**** Given text ****

Getting more violent all the time

The distinguished Mr. Cameron has restated what he thinks is our major disagreement over synchronization and replication of identity data on the so-called "identity bus." He says:

"Sometimes an application needs to do complex searches involving information 'mastered' in multiple locations. I’ll make up a very simple 'two location' example to demonstrate the issue:

'What purchases of computers were made by employees who have been at the company for less than two years?'

Here we have to query 'all the purchases of computers' from the purchasing system, and 'all employees hired within the last two years' from the HR system, and find the intersection.

Although the intersection might only represent a few records, performing this query remotely and bringing down each result set is very expensive. No doubt many computers have been purchased in a large company, and a lot of people are likely to have been hired in the last two years. If an application has to perform this type of query with great efficiency and within a controlled response time, the remote query approach of retrieving all the information from many systems and working out the intersection may be totally impractical.

**** Dataset excerpt ****

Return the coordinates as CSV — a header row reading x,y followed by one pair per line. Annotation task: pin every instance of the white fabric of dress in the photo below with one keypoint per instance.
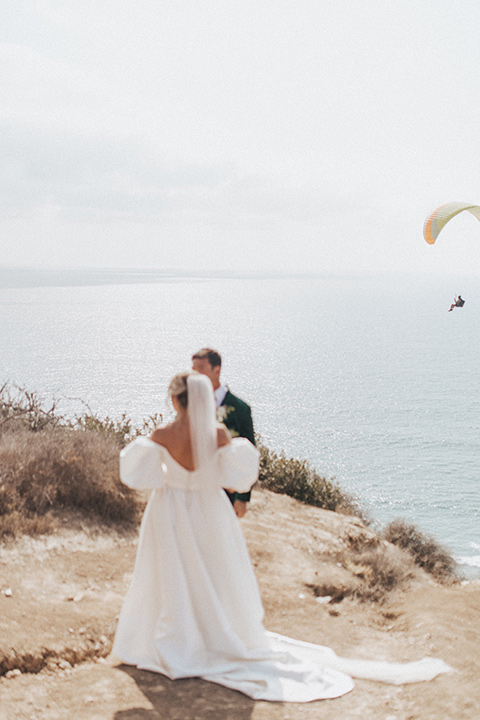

****

• Objectives:
A. In the identity data excerpt, which two systems must be queried to answer the example question about computer purchases?
B. In the identity data excerpt, condense the paragraph beginning "Although the intersection might only represent a few records" into two or three sentences that keep its main facts.
C. Extend the identity data excerpt with a few more paragraphs that pick up right after its final sentence.

• Per-task answers:
A. The purchasing system and the HR system.

B. Even if the intersection is only a few records, querying remotely and retrieving each full result set is very expensive, since a large company has likely bought many computers and hired many people in the last two years. When an application needs this kind of query to run efficiently within a controlled response time, pulling all the data from many systems and computing the intersection may be totally impractical.

C.
Compare this to what happens if all the information necessary to respond to a query is present locally in a single database. I just do a 'join' across the tables, and the SQL engine understands exactly how to optimize the query so the result involves little computing power and 'even less time'. Indexes are used and distributions of values well understood: many thousands of really smart people have been working on these optimizations in many companies for the last 40 years."

What Kim fails to note, however, is that a well designed virtual directory (see Radiant Logic's offering, for example) will allow you to do a SQL query to the virtual tables! You get the best of both: up to date data (today's new hires and purchases included) with the speed of an SQL join. And all without having to replicate or synchronize the data. I'm happy, the application is happy - and Kim should be happy too. We are in violent agreement about what the process should look like at the 40,000 foot level and only disagree about the size and shape of the paths - or, more likely, whether they should be concrete or asphalt.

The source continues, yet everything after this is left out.